• **TASK TO CARRY OUT**
Count how many lines in the listing below contain the word "millstone". Reply with that number alone.

• **PROVIDED DATA**

___

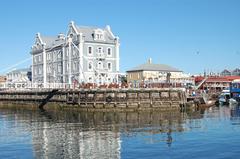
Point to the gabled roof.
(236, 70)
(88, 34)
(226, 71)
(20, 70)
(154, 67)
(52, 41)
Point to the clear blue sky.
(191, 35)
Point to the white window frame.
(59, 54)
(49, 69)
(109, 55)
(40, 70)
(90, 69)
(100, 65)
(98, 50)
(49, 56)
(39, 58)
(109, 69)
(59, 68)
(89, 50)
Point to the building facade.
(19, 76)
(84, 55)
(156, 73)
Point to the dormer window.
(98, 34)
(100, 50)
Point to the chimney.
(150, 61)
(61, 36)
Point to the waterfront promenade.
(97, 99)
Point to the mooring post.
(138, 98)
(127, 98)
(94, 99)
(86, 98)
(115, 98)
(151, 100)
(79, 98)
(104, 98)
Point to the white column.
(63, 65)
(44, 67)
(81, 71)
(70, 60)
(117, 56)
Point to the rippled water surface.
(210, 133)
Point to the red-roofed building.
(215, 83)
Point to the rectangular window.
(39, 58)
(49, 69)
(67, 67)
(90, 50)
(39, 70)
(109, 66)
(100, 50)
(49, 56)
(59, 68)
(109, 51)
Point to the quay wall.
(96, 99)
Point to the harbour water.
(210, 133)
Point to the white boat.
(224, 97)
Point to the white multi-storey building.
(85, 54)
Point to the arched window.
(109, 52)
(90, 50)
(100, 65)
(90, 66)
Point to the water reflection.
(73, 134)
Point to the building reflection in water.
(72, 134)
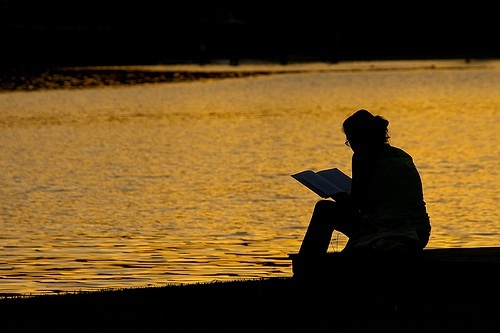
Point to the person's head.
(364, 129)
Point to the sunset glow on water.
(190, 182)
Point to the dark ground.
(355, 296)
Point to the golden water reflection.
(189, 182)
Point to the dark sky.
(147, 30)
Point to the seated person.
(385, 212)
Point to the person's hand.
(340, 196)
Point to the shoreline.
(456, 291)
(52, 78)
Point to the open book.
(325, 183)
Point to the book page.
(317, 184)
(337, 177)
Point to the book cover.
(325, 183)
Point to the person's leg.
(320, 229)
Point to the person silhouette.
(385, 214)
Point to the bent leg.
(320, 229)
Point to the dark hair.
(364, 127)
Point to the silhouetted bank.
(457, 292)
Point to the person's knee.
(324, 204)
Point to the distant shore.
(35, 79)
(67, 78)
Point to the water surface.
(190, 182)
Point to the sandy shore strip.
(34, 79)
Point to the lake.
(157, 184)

___

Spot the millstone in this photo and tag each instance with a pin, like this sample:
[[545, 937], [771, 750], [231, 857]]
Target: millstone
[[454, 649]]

___

• **TASK RESULT**
2